◆ WHAT TO WORK ON ◆
Repeat only what appears from the line containing "Extract water surface" through the last line of the listing below, exactly as written.

◆ DATA FOR ANALYSIS ◆
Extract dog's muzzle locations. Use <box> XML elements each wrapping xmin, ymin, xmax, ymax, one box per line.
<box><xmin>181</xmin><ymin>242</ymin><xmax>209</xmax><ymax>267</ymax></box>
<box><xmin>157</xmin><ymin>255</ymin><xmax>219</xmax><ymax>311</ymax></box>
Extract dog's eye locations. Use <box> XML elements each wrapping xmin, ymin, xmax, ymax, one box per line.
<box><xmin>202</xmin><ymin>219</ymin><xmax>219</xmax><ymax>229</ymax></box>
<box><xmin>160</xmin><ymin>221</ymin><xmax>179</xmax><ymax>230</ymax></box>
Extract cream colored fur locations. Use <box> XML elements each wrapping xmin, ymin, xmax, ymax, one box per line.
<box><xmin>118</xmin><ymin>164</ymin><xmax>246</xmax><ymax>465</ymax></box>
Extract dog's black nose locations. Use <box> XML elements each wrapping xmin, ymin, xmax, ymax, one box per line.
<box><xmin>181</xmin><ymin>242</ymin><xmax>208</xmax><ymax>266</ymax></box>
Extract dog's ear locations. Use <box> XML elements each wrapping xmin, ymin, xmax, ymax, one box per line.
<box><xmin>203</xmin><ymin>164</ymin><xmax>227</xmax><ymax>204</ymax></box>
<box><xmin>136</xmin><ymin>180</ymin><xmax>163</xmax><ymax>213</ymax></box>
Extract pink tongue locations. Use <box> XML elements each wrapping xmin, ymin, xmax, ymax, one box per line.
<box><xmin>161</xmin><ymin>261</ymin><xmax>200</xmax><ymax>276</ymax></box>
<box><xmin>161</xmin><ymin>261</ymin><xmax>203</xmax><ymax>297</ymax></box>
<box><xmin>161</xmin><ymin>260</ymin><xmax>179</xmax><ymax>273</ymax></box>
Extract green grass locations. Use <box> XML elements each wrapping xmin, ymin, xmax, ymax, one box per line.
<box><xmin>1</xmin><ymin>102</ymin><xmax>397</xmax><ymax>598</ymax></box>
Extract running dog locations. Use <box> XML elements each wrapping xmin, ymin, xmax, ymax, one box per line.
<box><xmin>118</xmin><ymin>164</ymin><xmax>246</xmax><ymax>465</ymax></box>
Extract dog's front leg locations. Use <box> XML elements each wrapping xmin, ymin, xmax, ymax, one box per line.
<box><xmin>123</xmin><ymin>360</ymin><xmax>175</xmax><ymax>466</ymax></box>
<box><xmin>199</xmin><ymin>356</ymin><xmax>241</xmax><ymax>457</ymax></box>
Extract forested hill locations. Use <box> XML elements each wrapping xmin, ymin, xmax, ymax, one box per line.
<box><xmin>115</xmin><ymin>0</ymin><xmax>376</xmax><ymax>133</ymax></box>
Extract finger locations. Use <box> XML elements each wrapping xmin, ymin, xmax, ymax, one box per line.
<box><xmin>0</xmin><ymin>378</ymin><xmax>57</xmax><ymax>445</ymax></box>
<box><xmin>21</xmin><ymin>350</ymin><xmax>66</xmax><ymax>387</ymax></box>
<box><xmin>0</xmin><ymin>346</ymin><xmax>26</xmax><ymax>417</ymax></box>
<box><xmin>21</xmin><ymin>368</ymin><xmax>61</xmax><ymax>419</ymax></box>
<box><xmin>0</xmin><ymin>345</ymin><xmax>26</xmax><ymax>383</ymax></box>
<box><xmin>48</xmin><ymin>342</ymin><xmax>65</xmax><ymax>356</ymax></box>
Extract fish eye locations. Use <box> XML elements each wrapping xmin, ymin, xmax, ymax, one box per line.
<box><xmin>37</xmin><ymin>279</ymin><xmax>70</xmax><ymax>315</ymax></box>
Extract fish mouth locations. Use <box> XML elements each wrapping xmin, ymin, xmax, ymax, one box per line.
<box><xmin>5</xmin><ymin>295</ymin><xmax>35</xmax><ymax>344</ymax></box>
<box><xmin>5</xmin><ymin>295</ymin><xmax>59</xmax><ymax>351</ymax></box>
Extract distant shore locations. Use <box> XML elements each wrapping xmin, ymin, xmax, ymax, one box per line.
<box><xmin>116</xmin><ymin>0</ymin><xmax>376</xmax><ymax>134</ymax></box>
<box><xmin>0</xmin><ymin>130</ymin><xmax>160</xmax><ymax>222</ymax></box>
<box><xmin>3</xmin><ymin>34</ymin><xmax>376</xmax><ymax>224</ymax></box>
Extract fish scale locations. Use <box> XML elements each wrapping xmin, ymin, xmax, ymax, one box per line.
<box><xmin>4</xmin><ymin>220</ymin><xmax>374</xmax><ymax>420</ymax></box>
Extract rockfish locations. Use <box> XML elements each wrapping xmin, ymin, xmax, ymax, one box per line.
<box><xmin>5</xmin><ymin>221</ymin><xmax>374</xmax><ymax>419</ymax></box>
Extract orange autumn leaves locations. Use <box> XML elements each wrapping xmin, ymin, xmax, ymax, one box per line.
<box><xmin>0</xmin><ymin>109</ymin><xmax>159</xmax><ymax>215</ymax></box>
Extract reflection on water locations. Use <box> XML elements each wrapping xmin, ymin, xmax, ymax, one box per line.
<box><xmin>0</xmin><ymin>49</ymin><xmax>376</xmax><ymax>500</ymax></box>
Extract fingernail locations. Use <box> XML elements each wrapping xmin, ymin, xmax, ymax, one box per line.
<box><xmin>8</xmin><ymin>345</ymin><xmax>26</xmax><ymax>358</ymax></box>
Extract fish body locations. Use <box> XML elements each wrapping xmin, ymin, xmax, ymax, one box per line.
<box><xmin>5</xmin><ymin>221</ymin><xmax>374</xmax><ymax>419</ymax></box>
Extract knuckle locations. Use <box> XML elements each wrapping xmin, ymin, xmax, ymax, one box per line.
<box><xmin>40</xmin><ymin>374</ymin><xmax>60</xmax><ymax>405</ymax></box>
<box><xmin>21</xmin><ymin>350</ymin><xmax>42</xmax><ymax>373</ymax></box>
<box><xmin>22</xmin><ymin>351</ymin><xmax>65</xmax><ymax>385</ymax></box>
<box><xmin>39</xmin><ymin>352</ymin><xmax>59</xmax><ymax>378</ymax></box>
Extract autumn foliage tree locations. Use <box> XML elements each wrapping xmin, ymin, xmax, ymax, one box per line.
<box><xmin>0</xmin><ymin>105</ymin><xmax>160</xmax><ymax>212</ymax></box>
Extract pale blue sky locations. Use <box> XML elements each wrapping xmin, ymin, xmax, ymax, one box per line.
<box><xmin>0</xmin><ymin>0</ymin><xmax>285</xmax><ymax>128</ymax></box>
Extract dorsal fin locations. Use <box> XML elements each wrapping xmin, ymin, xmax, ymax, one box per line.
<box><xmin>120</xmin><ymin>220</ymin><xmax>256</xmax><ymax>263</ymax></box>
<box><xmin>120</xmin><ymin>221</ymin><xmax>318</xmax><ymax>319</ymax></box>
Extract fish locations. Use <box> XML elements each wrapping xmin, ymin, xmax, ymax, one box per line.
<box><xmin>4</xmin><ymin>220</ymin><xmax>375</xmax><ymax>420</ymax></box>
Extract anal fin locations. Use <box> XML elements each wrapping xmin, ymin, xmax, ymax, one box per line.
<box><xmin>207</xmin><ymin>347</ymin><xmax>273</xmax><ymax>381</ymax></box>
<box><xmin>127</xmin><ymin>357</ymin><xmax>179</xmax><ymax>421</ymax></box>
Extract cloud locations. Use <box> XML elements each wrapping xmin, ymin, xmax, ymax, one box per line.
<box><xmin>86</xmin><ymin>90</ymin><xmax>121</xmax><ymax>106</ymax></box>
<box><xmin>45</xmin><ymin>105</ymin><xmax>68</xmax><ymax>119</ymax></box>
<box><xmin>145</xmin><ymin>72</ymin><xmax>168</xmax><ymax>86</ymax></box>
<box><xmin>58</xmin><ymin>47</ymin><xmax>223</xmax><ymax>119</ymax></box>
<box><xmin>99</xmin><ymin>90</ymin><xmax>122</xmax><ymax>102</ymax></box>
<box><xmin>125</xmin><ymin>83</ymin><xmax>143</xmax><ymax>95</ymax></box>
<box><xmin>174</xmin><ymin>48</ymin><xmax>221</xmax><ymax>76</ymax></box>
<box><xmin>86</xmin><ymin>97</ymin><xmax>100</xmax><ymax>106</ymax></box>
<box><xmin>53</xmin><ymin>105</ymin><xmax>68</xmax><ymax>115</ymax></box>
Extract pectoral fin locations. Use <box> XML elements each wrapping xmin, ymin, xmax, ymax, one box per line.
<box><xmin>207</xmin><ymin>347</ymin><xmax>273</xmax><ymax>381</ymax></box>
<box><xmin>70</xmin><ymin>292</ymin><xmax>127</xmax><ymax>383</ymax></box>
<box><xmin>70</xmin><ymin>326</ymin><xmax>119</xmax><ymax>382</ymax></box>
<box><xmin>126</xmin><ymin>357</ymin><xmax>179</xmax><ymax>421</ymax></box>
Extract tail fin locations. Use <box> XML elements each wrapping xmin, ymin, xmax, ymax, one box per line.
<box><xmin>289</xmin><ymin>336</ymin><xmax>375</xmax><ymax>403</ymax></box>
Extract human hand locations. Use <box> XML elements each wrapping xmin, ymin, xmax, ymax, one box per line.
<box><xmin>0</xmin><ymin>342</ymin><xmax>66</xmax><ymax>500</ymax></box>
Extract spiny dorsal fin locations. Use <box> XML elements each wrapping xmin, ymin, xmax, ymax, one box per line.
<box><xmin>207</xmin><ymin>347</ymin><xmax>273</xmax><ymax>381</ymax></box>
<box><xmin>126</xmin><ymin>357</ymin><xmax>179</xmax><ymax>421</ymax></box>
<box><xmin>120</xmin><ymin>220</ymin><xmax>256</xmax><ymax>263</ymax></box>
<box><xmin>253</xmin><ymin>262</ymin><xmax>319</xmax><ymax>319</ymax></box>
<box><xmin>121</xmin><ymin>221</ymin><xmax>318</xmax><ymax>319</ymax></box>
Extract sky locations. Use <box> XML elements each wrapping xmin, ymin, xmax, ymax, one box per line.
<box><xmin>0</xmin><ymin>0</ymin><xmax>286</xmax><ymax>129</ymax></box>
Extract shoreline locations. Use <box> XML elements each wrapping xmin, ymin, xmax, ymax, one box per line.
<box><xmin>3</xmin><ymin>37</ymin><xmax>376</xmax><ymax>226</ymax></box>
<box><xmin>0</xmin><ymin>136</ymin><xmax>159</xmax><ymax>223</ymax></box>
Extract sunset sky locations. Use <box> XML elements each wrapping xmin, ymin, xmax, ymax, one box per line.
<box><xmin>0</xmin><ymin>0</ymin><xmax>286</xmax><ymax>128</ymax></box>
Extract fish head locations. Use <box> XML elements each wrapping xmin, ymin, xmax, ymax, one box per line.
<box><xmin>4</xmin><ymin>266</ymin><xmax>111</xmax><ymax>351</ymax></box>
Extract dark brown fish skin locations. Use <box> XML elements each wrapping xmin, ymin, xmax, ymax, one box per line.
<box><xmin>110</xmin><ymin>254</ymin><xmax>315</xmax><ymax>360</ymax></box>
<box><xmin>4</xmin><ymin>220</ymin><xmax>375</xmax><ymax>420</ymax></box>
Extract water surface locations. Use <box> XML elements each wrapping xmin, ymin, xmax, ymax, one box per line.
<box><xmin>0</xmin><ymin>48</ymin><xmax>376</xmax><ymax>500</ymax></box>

◆ EXPECTED ANSWER ◆
Extract water surface locations. Use <box> XML elements each wrapping xmin, ymin, xmax, ymax, one box per line.
<box><xmin>0</xmin><ymin>48</ymin><xmax>376</xmax><ymax>500</ymax></box>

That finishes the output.